(Seleção):
********
De Jean Renoir, o famoso filme “A Regra do Jogo” (1939) mostra a decadência e a futilidade da sociedade francesa, retratada em final de semana festivo da burguesia num castelo, com direito à caça de animais indefesos, baile à fantasia e casais traindo-se mutuamente a todo instante.

Os ciúmes acabam provocando um assassinato que termina sem punição ao homicida diante da versão do anfitrião de que teria havido um acidente, provocado por um caçador desconhecido e estranho à festa.

Outro suposto crime cometido está longe dessa realidade e contradiz a própria realidade do esporte. É que o MP denunciou dirigentes do Inter de Porto Alegre e outras pessoas por suspeitas de desvios no clube, os quais responderão pelos crimes de organização criminosa, lavagem de dinheiro, falsidade ideológica e estelionato.

Porém, o que diferencia o case do Internacional do caso retratado no internacionalmente reconhecido filme de Renoir não é propriamente a presença ou ausência do Ministério Público na jogada, mas o interesse dos indivíduos em ver que determinado crime seja apurado e esclarecido.

Com efeito, enquanto em “ A regra do jogo” todos os presentes à festa puseram panos quentes a fim de dissimular o ocorrido, a diretoria do clube gaúcho colocou mesmo o assunto pra ferver.

De fato, o Conselho Deliberativo, referendando o parecer do Conselho Fiscal, reprovou as contas da gestão anterior por despesas não comprovadas na casa de R$ 9 milhões, em contratos não cumpridos com cinco empresas do ramo de construção civil. Após as conclusões de uma comissão especialmente designada para analisar o assunto, dirigentes foram punidos internamente e o MP foi instado a apurar o eventual cometimento de crimes.

Regras para punir quem estraga o jogo são o que não falta. Além daquelas previstas no Código Penal, a Lei Geral do Esporte (Lei n° 9.615/98) no caput do art. 27, diz que os bens particulares dos dirigentes esportivos responderão em caso de abuso da personalidade jurídica do clube, caracterizado pelo desvio de finalidade ou pela confusão patrimonial.
********
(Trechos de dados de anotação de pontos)
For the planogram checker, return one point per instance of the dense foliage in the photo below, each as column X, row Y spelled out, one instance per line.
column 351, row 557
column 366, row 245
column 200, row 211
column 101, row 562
********
(Instruções):
1. Segundo o texto sobre o caso do Internacional, qual era o valor das despesas não comprovadas que levaram à reprovação das contas da gestão anterior?
2. Prossiga o texto sobre o caso do Internacional a partir do ponto em que ele termina.
As entradas formam um material independente do texto.

(Respostas):
1. Despesas na casa de R$ 9 milhões.

2.
Da mesma forma, o dirigente que, sem consentimento escrito dos sócios, aplicar créditos ou bens sociais do clube em proveito próprio ou de terceiros, terá de restituí-los à entidade desportiva, ou pagar o equivalente, com todos os lucros resultantes, e, se houver prejuízo, por ele também responderá.

Além disso, o parágrafo 11 do Art. 27 prevê que os administradores de entidades desportivas profissionais respondem solidária e ilimitadamente pelos atos ilícitos praticados, de gestão temerária ou contrários ao previsto no contrato social ou estatuto.

Ocorre que tais regras raramente são aplicadas no esporte. Isto porque o Direito é a ciência do “dever ser” e não daquilo que efetivamente acontece. Ele prescreve condutas e suas consequências, mas para que o mundo do “dever ser” transforme-se no universo do “ser”, faz-se mister a presença de dois fatores fundamentais: a coerção e a consciência social.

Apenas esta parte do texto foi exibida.